▸ What is required: In the production company profile, what is the company named after?

▸ Reading passage:
++++++++++++++++++++

Denver & Delilah Productions, Inc.
- Type: Private
- Industry: Production company
- Founded: 2003; 23 years ago
- Founders: Charlize Theron
- Headquarters: Los Angeles, U.S.
- Website: https://denveranddelilah.com/

= Denver and Delilah Productions =

American media production company

Denver & Delilah Productions, Inc. also known as Denver & Delilah Films, is an American film & television production company founded by actress and producer Charlize Theron. It is based in Los Angeles, California.

==History==
Charlize Theron founded the company in 2003, and named it after her two dogs Denver and Delilah. The company's film productions include the 2003 film Monster, 2006's East of Havana, 2007's Sleepwalking, 2011's Young Adult and 2017's Atomic Blonde.

==Collaborations and deals==
In July 2013, the company signed on with Bunim/Murray Productions to develop and produce unscripted programming for television. In January 2015, Denver & Delilah signed a first-look deal with Universal Cable Productions to develop and produce scripted series for NBCUniversal, and for that the company hired Laverne McKinnon as head of scripted television. Beth Kono and A.J. Dix also partnered with Theron on these projects. One project in development, with comic book writer Greg Rucka, is an adaptation of the stop-motion animated comedy web series The Most Popular Girls in School. More recently, her production company received a first-look deal with HBO and HBO Max.

++++++++++++++++++++

▸ Material supplied:
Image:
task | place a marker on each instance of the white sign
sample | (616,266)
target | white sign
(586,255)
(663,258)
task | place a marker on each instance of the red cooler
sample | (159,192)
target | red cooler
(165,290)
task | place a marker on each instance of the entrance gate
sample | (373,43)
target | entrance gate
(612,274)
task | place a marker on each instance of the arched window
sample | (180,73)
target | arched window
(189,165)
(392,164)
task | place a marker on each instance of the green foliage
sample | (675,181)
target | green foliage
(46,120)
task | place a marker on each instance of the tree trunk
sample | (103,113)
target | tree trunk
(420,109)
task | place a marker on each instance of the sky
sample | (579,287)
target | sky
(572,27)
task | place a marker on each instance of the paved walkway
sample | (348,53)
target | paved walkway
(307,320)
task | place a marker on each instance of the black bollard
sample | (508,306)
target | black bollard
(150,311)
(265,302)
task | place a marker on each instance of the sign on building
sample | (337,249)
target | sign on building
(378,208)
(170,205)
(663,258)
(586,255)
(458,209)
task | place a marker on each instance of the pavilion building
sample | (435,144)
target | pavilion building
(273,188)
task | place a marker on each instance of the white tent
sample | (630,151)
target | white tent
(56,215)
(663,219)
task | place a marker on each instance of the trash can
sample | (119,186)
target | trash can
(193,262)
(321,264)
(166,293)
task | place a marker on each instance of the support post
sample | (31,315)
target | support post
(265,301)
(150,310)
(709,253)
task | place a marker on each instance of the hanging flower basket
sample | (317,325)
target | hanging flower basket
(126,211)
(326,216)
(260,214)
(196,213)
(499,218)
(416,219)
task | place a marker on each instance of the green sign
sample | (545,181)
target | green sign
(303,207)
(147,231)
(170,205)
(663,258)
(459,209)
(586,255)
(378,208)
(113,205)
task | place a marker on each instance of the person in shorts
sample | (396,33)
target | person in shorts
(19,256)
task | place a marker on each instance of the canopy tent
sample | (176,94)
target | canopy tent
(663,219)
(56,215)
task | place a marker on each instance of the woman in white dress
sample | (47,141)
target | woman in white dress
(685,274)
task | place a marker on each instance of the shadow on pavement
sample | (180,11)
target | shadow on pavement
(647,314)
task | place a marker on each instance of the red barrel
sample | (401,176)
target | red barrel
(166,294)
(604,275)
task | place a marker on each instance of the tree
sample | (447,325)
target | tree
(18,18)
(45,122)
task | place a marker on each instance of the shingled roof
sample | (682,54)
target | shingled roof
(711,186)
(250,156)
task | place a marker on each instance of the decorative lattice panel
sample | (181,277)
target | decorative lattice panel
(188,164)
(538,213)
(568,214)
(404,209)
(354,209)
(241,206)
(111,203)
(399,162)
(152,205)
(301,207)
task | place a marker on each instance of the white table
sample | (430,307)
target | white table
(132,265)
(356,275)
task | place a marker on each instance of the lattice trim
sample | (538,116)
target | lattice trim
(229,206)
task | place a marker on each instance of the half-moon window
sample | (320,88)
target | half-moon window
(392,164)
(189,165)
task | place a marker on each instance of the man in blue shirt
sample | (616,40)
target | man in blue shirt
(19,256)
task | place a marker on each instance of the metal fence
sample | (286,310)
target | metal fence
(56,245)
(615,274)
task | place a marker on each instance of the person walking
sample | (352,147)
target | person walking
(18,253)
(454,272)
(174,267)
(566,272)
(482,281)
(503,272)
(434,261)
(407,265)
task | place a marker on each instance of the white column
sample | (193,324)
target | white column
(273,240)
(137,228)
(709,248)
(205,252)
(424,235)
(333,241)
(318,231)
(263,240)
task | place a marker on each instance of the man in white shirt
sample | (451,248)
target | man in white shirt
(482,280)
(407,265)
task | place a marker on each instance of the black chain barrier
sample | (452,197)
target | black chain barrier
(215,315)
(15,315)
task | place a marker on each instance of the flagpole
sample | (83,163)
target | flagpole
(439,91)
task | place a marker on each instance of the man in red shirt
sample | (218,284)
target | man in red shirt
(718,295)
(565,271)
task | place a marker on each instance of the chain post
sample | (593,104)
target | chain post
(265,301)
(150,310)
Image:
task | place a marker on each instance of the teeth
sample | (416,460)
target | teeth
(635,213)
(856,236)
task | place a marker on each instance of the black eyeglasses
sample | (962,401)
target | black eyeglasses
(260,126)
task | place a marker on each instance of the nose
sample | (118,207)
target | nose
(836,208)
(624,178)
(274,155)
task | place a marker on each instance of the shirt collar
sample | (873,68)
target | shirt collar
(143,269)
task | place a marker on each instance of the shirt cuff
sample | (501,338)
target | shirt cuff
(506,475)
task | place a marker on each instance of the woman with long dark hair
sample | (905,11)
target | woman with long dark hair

++++++++++++++++++++

▸ Result of the task: Charlize Theron's two dogs, Denver and Delilah.